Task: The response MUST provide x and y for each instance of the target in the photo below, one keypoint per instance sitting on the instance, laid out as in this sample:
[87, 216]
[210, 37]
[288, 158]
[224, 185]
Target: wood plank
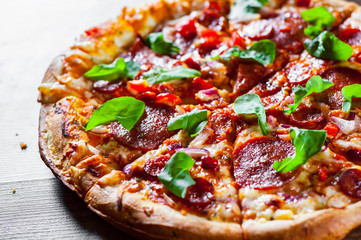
[32, 34]
[45, 209]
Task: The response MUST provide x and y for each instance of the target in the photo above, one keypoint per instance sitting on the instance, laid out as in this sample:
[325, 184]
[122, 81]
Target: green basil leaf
[114, 71]
[132, 69]
[327, 46]
[316, 84]
[175, 175]
[313, 31]
[158, 75]
[263, 52]
[242, 8]
[159, 45]
[126, 110]
[348, 93]
[249, 105]
[318, 17]
[307, 143]
[193, 122]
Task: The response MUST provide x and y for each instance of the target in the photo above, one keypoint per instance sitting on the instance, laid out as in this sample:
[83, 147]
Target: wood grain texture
[32, 34]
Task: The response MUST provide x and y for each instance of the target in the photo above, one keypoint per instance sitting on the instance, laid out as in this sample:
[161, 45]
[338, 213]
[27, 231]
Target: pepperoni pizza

### Action item
Leave out the pictures; repeat the data exactly.

### Task solution
Task: The response MUST provide x and y for each instance of the target in the photo below, one keypoint per instance sitting on the instance, laid out as in this sample:
[87, 216]
[210, 37]
[288, 158]
[224, 185]
Target: wood plank
[32, 34]
[45, 209]
Task: The response MUST provide x and y for each instance of the target in the photo above, one keypoint per instance sitting on the instance, laid out as in this sample:
[325, 184]
[122, 81]
Target: green basil leaf
[114, 71]
[132, 69]
[327, 46]
[316, 84]
[175, 175]
[313, 31]
[158, 75]
[263, 52]
[242, 8]
[159, 45]
[126, 110]
[348, 93]
[249, 105]
[318, 17]
[307, 143]
[193, 122]
Task: The response MUST provide x and y for each instance of the target in the photo above, one keypoint per instance sitting on the instance, laid out as in this sample:
[83, 147]
Target: wood grain texture
[32, 34]
Task: The response MUST provide x and y for each instance of the target in the photo above, one keypoint per instance sitting on the instance, laid out as in this sample:
[161, 45]
[338, 213]
[27, 231]
Target: pepperoni pizza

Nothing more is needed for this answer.